• **REQUIREMENT**: Every line from the one with "Look at the photo above. For every instance of the megaphone" to the end of the data needs to be copied exactly, and no line before it.

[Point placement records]

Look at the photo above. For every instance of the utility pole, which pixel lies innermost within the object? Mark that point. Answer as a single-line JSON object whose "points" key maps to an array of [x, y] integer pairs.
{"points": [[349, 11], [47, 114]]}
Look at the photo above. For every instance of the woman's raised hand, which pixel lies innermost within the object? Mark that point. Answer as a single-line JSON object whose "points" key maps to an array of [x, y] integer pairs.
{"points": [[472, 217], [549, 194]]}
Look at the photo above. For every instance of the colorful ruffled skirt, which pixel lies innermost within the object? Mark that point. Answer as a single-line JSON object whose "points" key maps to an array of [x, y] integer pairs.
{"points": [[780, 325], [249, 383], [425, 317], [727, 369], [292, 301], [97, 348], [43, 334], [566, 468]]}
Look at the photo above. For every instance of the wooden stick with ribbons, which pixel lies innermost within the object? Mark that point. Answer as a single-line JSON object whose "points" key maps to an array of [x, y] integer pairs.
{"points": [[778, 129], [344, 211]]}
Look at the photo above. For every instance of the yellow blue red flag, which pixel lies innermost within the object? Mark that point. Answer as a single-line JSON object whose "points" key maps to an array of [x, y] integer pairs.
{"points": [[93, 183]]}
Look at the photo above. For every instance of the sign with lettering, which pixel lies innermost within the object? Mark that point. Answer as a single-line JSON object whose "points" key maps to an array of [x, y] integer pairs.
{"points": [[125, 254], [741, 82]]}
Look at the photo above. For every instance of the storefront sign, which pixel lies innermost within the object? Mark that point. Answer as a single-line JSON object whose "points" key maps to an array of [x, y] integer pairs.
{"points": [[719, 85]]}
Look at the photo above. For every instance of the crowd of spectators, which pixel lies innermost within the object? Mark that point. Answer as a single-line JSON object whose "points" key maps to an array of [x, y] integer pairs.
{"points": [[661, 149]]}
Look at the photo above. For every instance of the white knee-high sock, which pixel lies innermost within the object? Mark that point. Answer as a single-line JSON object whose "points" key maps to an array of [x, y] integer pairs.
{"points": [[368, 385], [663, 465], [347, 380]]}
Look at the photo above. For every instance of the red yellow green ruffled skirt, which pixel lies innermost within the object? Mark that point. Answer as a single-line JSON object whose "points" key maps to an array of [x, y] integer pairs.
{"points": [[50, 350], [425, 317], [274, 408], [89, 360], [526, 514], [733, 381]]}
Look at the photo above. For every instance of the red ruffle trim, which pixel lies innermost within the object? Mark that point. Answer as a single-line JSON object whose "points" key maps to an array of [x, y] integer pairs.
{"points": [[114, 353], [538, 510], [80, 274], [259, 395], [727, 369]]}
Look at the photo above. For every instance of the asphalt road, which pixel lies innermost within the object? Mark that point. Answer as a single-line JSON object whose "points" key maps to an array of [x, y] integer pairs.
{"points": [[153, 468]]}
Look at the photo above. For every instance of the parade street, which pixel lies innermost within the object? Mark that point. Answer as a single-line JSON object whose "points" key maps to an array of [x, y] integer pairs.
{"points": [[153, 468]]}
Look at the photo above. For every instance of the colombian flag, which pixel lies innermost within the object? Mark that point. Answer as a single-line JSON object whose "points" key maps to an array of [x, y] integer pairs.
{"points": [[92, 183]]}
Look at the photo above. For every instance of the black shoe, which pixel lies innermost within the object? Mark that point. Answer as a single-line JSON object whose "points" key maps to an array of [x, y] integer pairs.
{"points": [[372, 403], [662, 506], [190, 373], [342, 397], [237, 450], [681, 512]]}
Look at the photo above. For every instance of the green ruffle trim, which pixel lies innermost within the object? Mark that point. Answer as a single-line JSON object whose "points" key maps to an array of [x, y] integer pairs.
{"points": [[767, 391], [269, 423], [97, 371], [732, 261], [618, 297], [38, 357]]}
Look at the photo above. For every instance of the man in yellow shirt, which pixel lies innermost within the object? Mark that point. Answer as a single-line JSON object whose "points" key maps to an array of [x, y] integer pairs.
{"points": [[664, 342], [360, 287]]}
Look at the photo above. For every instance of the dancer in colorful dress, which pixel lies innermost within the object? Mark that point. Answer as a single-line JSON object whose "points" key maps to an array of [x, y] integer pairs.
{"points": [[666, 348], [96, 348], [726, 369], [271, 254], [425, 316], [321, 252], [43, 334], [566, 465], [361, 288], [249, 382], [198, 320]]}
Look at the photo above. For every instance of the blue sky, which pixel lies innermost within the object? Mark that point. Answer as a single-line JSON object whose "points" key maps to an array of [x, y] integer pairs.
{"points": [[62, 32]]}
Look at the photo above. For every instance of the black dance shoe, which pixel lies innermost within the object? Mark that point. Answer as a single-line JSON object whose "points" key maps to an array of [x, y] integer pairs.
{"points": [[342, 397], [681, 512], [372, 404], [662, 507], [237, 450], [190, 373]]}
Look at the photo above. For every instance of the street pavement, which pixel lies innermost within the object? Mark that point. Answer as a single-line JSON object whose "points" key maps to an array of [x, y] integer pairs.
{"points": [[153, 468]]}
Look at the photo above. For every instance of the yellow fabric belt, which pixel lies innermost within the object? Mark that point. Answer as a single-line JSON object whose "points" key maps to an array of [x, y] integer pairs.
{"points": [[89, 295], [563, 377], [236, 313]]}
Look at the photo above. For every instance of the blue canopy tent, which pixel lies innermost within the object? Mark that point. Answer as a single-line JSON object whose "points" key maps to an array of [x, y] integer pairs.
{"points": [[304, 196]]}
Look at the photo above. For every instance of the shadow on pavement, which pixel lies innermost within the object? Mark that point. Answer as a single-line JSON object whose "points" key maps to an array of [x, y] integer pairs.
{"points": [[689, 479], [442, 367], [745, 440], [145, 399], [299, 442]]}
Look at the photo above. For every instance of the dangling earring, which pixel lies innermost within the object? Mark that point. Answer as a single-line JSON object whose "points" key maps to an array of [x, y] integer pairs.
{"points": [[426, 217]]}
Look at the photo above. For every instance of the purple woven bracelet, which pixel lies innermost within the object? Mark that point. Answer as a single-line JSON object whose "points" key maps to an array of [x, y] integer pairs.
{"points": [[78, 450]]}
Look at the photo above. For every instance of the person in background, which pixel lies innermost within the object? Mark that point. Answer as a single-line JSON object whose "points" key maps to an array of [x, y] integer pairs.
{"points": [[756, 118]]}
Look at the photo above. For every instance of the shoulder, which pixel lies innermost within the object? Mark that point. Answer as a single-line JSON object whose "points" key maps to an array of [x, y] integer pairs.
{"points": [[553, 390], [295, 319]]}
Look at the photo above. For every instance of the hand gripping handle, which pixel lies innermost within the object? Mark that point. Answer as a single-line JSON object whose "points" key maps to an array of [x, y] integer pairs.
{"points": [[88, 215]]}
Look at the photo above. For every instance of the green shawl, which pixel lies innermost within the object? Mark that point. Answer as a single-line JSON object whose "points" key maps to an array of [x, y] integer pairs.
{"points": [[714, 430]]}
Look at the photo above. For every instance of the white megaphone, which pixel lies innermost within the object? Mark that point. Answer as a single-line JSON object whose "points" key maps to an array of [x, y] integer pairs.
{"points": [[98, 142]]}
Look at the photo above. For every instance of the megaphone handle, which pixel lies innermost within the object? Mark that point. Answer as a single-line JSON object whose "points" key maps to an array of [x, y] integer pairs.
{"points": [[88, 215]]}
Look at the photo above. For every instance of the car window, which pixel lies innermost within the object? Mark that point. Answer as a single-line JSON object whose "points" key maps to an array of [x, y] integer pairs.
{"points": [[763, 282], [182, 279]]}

• **EXERCISE ANSWER**:
Look at the photo above. For every instance of the megaphone handle, which pixel lies innermost within the object? Mark that point. Answer as a single-line JSON object whose "points" key maps to an array of [x, y] integer pairs.
{"points": [[88, 215]]}
Look at the photo above. For every instance of the car window, which pixel lies innermost within the object? Mark that point. Answer as a single-line JSON object whose "points" key maps to an array of [x, y] integer pairs.
{"points": [[763, 282], [182, 279]]}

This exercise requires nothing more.